# Extracted text:
* begin *

1

I have two questions, a general one about pointer type-manipulation in general, and then one for a specific case I have.

What happens when you access a buffer of memory using pointers of different types?

In practice on many different compilers, it seems to work out as my brain would like to envision it. However, I sort-of know it's UB in many (if not all cases). For example:

typedef unsigned char byte;
struct color { /* stuff */};

std::vector<color> colors( 512 * 512 );
// pointer of one type
color* colordata = colors.data();
// pointer to another type?
byte* bytes = reinterpret_cast<byte*>( colordata );

// Proceed to read from (potentially write into) 
// the "bytes" of the 512 * 512 heap array

The first question would be: Is there any point where doing this kind of conversion is legal/safe/standard-sanctioned?

The second question: spinning off the first, if you knew that the struct named color was defined as:

 struct color { byte c[4]; };

Now, is it legal/safe/standard-sactioned? Read-safe? Read / Write safe? I'd like to know, as my intuition tells me that for these very simple structs, the above naughty pointer manipulation isn't that bad, or is it?

[ Reopen Reasons: ] While the linked question about strict aliasing applies somewhat here, it is mostly about C. The one answer referencing the C++03 standard may be outdated when compared to the C++11 standard (unless absolutely nothing has changed). This question has a practical application and I and others would benefit from more answers. Finally, this question is very specific in asking whether it is not only read-safe, write-safe, or both (or neither, and in two different scenarios (PoD data where the underlying types match and a more general case of arbitrary internal data).

* end *

# Work to do:
a: In the forum post about accessing memory through pointers of different types, how many elements is the vector named colors created with?
b: Copy the passage of the forum post about accessing memory through pointers of different types from "Now, is it legal/safe/standard-sactioned?" to "arbitrary internal data).".

# Information shown:
* begin *

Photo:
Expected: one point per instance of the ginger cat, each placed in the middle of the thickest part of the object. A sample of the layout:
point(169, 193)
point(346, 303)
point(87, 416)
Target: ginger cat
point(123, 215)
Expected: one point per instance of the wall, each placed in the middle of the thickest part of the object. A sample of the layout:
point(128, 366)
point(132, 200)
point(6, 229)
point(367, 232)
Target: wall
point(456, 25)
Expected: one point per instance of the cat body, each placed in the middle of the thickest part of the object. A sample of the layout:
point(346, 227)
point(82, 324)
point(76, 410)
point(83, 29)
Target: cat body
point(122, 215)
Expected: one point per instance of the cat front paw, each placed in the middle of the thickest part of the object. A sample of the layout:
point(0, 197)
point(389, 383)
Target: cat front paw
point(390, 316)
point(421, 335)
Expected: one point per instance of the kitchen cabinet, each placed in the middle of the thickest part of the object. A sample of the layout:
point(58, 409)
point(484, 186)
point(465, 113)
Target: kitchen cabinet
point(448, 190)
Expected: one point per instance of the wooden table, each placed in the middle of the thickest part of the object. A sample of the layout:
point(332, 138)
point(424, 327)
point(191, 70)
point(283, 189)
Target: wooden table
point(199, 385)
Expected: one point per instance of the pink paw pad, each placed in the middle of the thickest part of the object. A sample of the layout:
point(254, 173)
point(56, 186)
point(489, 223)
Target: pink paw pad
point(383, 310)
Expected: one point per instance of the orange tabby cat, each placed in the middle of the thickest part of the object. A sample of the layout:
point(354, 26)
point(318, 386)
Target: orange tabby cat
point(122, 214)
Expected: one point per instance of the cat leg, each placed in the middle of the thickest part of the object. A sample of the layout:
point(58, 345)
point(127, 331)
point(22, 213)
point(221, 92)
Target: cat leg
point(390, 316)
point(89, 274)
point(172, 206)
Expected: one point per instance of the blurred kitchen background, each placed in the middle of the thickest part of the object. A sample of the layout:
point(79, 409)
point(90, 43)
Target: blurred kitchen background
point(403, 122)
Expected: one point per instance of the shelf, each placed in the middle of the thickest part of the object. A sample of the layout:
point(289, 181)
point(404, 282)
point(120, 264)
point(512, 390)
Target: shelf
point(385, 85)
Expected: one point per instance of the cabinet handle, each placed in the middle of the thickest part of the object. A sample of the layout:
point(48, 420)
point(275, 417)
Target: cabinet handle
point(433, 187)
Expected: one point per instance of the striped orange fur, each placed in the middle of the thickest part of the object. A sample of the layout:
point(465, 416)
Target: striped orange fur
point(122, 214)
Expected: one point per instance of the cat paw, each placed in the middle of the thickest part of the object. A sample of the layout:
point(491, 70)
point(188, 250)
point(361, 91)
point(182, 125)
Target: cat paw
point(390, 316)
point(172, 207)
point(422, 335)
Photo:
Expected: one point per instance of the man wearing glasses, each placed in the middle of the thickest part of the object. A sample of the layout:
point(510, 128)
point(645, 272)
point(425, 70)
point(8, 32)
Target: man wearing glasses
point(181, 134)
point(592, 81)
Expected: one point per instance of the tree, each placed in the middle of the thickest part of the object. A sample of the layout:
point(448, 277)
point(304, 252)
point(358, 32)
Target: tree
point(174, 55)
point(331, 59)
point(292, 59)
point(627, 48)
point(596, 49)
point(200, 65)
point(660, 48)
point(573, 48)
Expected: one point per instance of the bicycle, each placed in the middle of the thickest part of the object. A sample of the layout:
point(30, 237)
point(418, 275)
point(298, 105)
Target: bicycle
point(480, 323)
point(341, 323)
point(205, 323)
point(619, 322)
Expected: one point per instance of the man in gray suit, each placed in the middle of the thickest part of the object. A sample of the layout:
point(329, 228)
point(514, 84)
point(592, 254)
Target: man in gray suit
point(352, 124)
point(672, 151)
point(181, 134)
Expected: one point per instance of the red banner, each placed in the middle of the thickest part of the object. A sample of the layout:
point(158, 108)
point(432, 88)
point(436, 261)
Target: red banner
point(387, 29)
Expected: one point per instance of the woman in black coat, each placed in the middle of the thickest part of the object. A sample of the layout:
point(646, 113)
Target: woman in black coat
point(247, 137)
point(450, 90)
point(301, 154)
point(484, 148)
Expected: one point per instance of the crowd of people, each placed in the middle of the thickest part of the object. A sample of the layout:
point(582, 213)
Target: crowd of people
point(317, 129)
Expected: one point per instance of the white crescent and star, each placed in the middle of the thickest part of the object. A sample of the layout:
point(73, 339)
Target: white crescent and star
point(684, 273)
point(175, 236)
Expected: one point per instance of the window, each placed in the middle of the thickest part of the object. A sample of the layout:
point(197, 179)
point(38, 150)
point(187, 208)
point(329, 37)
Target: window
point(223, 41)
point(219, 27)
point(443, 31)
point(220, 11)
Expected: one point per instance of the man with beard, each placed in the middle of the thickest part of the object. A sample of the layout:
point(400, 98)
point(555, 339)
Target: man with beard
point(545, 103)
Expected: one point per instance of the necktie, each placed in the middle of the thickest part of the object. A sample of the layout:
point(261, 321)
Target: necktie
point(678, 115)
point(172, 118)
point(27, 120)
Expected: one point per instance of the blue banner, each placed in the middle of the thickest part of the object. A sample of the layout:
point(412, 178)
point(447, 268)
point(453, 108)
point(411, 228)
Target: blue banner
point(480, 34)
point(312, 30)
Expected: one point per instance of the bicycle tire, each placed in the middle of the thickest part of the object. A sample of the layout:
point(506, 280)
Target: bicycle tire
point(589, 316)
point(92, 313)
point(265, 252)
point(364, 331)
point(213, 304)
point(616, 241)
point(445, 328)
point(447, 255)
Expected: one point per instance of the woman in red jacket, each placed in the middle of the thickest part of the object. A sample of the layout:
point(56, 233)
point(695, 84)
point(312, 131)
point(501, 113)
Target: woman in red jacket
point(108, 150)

* end *

# Task-by-task results:
a: 512 * 512 elements.

b:
Now, is it legal/safe/standard-sactioned? Read-safe? Read / Write safe? I'd like to know, as my intuition tells me that for these very simple structs, the above naughty pointer manipulation isn't that bad, or is it?

[ Reopen Reasons: ] While the linked question about strict aliasing applies somewhat here, it is mostly about C. The one answer referencing the C++03 standard may be outdated when compared to the C++11 standard (unless absolutely nothing has changed). This question has a practical application and I and others would benefit from more answers. Finally, this question is very specific in asking whether it is not only read-safe, write-safe, or both (or neither, and in two different scenarios (PoD data where the underlying types match and a more general case of arbitrary internal data).